=== ASSIGNED TASK ===
Begin with the first line below and retype each line exactly through the line containing "box: [12, 21, 237, 130]". Any pictures are to be left out.

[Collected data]
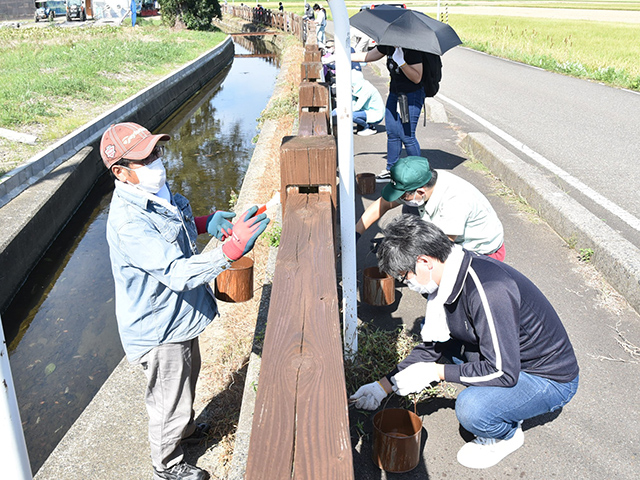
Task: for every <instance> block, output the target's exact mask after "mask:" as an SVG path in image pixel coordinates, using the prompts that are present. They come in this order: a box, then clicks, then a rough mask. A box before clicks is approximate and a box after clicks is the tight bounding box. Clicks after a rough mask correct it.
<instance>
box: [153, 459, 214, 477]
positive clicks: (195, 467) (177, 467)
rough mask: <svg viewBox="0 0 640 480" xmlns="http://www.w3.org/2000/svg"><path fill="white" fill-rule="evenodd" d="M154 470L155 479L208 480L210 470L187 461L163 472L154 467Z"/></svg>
mask: <svg viewBox="0 0 640 480" xmlns="http://www.w3.org/2000/svg"><path fill="white" fill-rule="evenodd" d="M153 472H154V475H153V478H154V480H208V478H209V473H208V472H206V471H205V470H202V469H201V468H198V467H194V466H193V465H189V464H188V463H186V462H180V463H178V464H177V465H174V466H173V467H171V468H170V469H168V470H163V471H162V472H159V471H158V470H156V469H155V468H154V469H153Z"/></svg>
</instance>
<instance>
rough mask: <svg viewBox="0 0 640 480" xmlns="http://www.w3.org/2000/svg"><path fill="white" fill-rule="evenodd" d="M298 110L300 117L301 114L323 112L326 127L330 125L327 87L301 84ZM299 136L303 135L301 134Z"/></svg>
mask: <svg viewBox="0 0 640 480" xmlns="http://www.w3.org/2000/svg"><path fill="white" fill-rule="evenodd" d="M298 109H299V112H298V113H299V114H300V115H302V112H323V113H324V116H325V121H326V123H327V125H331V96H330V94H329V86H328V85H327V84H325V83H320V82H302V83H301V84H300V90H299V100H298ZM301 135H305V134H303V133H301ZM324 135H326V133H325V134H324Z"/></svg>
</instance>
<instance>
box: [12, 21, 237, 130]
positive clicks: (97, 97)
mask: <svg viewBox="0 0 640 480" xmlns="http://www.w3.org/2000/svg"><path fill="white" fill-rule="evenodd" d="M224 38H225V35H224V34H223V33H221V32H217V33H206V32H192V31H172V30H170V29H168V28H166V27H161V26H156V25H152V24H151V23H150V22H149V23H147V24H145V25H143V26H139V27H136V28H135V29H134V28H126V27H120V28H118V27H100V28H98V27H93V28H60V27H54V26H52V27H49V28H20V29H0V126H2V127H5V128H14V129H20V127H21V126H25V125H34V124H46V125H47V130H49V131H50V132H55V133H51V134H50V135H49V136H59V135H61V134H65V133H69V132H70V131H71V130H73V128H76V127H77V126H79V125H81V124H82V123H84V122H85V121H87V120H89V118H85V115H83V112H82V111H79V112H75V113H74V114H70V112H71V111H73V108H72V107H71V105H72V104H83V103H86V104H90V105H91V106H92V107H100V106H103V107H108V106H111V105H115V104H117V103H118V102H120V101H122V100H124V99H126V98H127V97H129V96H131V95H133V94H134V93H136V92H138V91H139V90H141V89H143V88H145V87H147V86H149V85H150V84H151V83H153V82H155V81H156V80H158V79H159V78H161V77H162V76H164V75H166V74H167V73H169V72H171V71H173V70H174V69H176V68H177V67H178V66H180V65H182V64H184V63H186V62H188V61H190V60H193V59H195V58H196V57H198V56H199V55H200V54H202V53H203V52H205V51H207V50H209V49H210V48H213V47H214V46H215V45H217V44H218V43H220V42H221V41H222V40H223V39H224ZM70 115H71V116H76V117H77V120H76V121H74V120H73V119H70V118H69V116H70ZM45 136H46V134H45Z"/></svg>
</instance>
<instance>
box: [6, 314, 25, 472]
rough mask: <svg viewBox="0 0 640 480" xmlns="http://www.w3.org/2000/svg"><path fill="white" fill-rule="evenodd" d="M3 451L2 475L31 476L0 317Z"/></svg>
mask: <svg viewBox="0 0 640 480" xmlns="http://www.w3.org/2000/svg"><path fill="white" fill-rule="evenodd" d="M0 340H2V345H0V375H2V378H0V382H1V383H0V390H2V393H0V452H2V467H1V468H2V478H10V479H11V480H32V479H33V477H32V476H31V466H30V465H29V455H28V454H27V444H26V443H25V441H24V432H23V431H22V423H21V422H20V410H19V409H18V400H17V398H16V390H15V388H14V386H13V377H12V376H11V367H10V365H9V352H8V351H7V343H6V342H5V340H4V330H3V328H2V319H1V318H0Z"/></svg>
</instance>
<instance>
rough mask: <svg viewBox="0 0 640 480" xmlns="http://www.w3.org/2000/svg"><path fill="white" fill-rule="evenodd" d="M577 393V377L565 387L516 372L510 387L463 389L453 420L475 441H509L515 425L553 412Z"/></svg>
mask: <svg viewBox="0 0 640 480" xmlns="http://www.w3.org/2000/svg"><path fill="white" fill-rule="evenodd" d="M576 390H578V376H576V378H574V379H573V380H572V381H570V382H567V383H559V382H554V381H553V380H549V379H547V378H542V377H538V376H536V375H531V374H529V373H525V372H520V376H519V377H518V383H516V385H515V386H513V387H467V388H466V389H465V390H463V391H462V392H460V394H459V395H458V398H457V400H456V416H457V417H458V421H459V422H460V424H461V425H462V426H463V427H464V428H465V430H467V431H469V432H471V433H473V434H474V435H476V436H478V437H485V438H498V439H509V438H511V437H512V436H513V435H514V433H515V432H516V429H517V428H518V422H519V421H521V420H526V419H528V418H532V417H536V416H538V415H542V414H543V413H548V412H553V411H555V410H558V409H559V408H562V407H563V406H564V405H566V404H567V403H568V402H569V400H571V399H572V398H573V396H574V395H575V394H576Z"/></svg>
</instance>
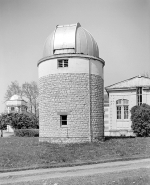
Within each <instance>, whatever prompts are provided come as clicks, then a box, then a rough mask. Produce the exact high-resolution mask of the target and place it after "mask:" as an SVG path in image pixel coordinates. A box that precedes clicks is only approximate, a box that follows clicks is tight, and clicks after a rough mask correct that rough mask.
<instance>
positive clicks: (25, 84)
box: [22, 81, 39, 115]
mask: <svg viewBox="0 0 150 185" xmlns="http://www.w3.org/2000/svg"><path fill="white" fill-rule="evenodd" d="M22 93H23V96H24V97H26V98H27V99H28V105H29V107H30V112H31V113H34V114H35V115H37V114H38V95H39V91H38V86H37V83H36V82H34V81H33V82H31V83H28V82H25V83H24V84H23V85H22Z"/></svg>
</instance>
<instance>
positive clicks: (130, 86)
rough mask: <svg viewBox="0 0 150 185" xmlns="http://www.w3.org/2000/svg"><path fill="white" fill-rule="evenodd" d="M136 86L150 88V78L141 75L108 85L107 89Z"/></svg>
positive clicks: (107, 89) (106, 89)
mask: <svg viewBox="0 0 150 185" xmlns="http://www.w3.org/2000/svg"><path fill="white" fill-rule="evenodd" d="M136 87H144V88H150V78H148V77H145V76H140V75H139V76H135V77H133V78H130V79H127V80H124V81H121V82H118V83H115V84H113V85H110V86H107V87H105V89H106V91H107V92H108V91H110V90H120V89H135V88H136Z"/></svg>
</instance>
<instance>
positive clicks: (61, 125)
mask: <svg viewBox="0 0 150 185" xmlns="http://www.w3.org/2000/svg"><path fill="white" fill-rule="evenodd" d="M60 125H61V126H66V125H67V115H60Z"/></svg>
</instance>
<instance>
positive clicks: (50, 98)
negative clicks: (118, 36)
mask: <svg viewBox="0 0 150 185" xmlns="http://www.w3.org/2000/svg"><path fill="white" fill-rule="evenodd" d="M104 65H105V62H104V60H102V59H101V58H99V49H98V46H97V43H96V41H95V40H94V38H93V37H92V35H91V34H90V33H89V32H88V31H87V30H85V29H84V28H82V27H81V25H80V24H79V23H77V24H72V25H63V26H56V29H55V30H54V31H53V32H52V34H51V35H50V36H49V37H48V38H47V40H46V42H45V46H44V52H43V58H42V59H41V60H39V61H38V72H39V90H40V95H39V126H40V138H39V140H40V141H48V142H55V143H59V142H61V143H73V142H91V141H93V140H95V139H96V138H99V137H103V135H104V119H103V114H104V110H103V109H104V106H103V89H104V87H103V84H104V79H103V67H104Z"/></svg>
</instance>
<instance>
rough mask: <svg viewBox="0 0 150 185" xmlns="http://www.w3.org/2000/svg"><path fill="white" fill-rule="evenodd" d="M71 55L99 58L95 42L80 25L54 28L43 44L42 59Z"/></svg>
mask: <svg viewBox="0 0 150 185" xmlns="http://www.w3.org/2000/svg"><path fill="white" fill-rule="evenodd" d="M71 53H72V54H84V55H90V56H93V57H97V58H99V49H98V45H97V43H96V41H95V40H94V38H93V37H92V35H91V34H90V33H89V32H88V31H87V30H85V29H84V28H82V27H81V25H80V23H77V24H71V25H62V26H56V29H55V30H54V31H53V33H52V34H50V35H49V36H48V38H47V40H46V42H45V45H44V52H43V57H48V56H52V55H57V54H71Z"/></svg>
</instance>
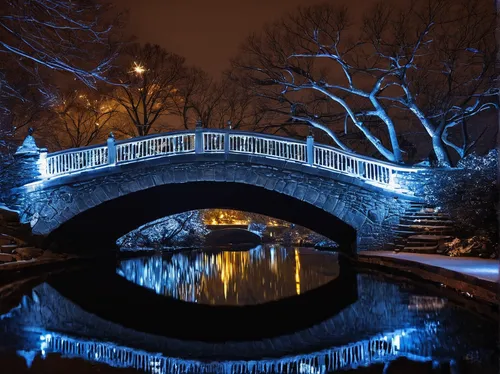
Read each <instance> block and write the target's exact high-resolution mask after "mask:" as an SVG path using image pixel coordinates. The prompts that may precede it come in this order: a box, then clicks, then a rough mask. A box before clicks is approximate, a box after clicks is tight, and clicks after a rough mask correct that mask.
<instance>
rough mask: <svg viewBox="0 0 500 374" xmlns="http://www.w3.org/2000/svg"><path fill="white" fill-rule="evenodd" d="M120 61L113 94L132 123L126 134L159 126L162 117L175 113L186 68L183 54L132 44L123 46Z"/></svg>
mask: <svg viewBox="0 0 500 374" xmlns="http://www.w3.org/2000/svg"><path fill="white" fill-rule="evenodd" d="M118 62H119V63H118V68H117V69H115V71H114V72H113V78H114V79H116V81H118V82H119V83H120V85H119V86H118V87H117V88H116V89H115V90H114V91H113V92H112V93H111V94H110V97H112V98H113V99H114V100H115V101H116V102H117V103H118V104H119V105H120V106H121V108H122V109H123V110H124V111H125V113H126V115H127V116H128V118H129V120H130V121H131V123H132V124H133V129H132V131H129V132H128V133H127V135H138V136H143V135H147V134H149V133H150V132H151V131H152V130H155V128H154V126H156V127H159V123H160V121H159V120H160V119H161V118H164V117H166V116H169V115H170V116H171V115H174V114H175V113H176V110H177V108H178V106H179V104H178V101H179V100H181V96H180V95H179V93H178V92H179V88H180V86H181V84H182V83H183V80H184V77H185V71H186V67H185V64H184V58H183V57H180V56H178V55H176V54H173V53H170V52H168V51H166V50H165V49H163V48H161V47H160V46H158V45H152V44H145V45H144V46H141V45H139V44H133V45H130V46H128V47H126V48H125V49H124V50H123V53H122V54H121V55H120V57H119V59H118ZM157 130H159V128H158V129H157ZM120 131H121V132H124V131H125V130H124V129H120ZM125 132H126V131H125Z"/></svg>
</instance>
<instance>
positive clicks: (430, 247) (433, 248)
mask: <svg viewBox="0 0 500 374" xmlns="http://www.w3.org/2000/svg"><path fill="white" fill-rule="evenodd" d="M437 249H438V246H437V245H435V246H429V247H409V246H406V247H404V249H403V251H404V252H412V253H436V251H437Z"/></svg>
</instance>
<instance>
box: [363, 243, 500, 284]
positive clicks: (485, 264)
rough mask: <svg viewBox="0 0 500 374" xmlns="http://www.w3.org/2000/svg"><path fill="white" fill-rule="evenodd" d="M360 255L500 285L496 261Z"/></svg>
mask: <svg viewBox="0 0 500 374" xmlns="http://www.w3.org/2000/svg"><path fill="white" fill-rule="evenodd" d="M362 255H365V256H379V257H388V258H395V259H400V260H406V261H414V262H418V263H421V264H425V265H430V266H437V267H440V268H443V269H447V270H451V271H456V272H458V273H462V274H465V275H469V276H472V277H476V278H478V279H483V280H486V281H489V282H495V283H500V279H499V261H498V260H487V259H482V258H475V257H474V258H473V257H448V256H443V255H428V254H418V253H394V252H390V251H364V252H362Z"/></svg>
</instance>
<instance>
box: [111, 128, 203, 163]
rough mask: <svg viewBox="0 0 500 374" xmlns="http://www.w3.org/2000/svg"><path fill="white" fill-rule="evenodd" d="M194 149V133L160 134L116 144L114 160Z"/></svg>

=== RESPONSE TO THE TASK ===
Task: for every <instance> block, output the target's exact mask after "mask:" as an SVG path in image pixel coordinates, using the prompts that are present. They come in this order: a box, then clicks, then a rough mask. A box before clicks is approximate and a box after clicks is the tight bounding box. Clicks after a rough mask correct it.
<instance>
box: [153, 459, 214, 477]
positive clicks: (195, 467) (177, 467)
rough mask: <svg viewBox="0 0 640 480" xmlns="http://www.w3.org/2000/svg"><path fill="white" fill-rule="evenodd" d="M154 470L155 479L208 480L210 470L187 461L163 472L154 467Z"/></svg>
mask: <svg viewBox="0 0 640 480" xmlns="http://www.w3.org/2000/svg"><path fill="white" fill-rule="evenodd" d="M153 472H154V475H153V478H154V480H208V478H209V473H208V472H206V471H205V470H202V469H201V468H198V467H194V466H193V465H189V464H188V463H186V462H180V463H178V464H177V465H174V466H173V467H171V468H170V469H168V470H163V471H162V472H159V471H158V470H156V469H155V468H154V469H153Z"/></svg>
</instance>
<instance>
rough mask: <svg viewBox="0 0 640 480" xmlns="http://www.w3.org/2000/svg"><path fill="white" fill-rule="evenodd" d="M298 110L300 117L301 114L323 112L326 127L330 125L327 87L301 84ZM299 136L303 135L301 134Z"/></svg>
mask: <svg viewBox="0 0 640 480" xmlns="http://www.w3.org/2000/svg"><path fill="white" fill-rule="evenodd" d="M298 109H299V112H298V113H299V114H300V115H302V112H323V113H324V116H325V121H326V123H327V125H331V96H330V94H329V86H328V85H327V84H325V83H320V82H302V83H301V84H300V90H299V100H298ZM301 135H305V134H303V133H301ZM324 135H326V133H325V134H324Z"/></svg>
</instance>
<instance>
box: [12, 21, 237, 130]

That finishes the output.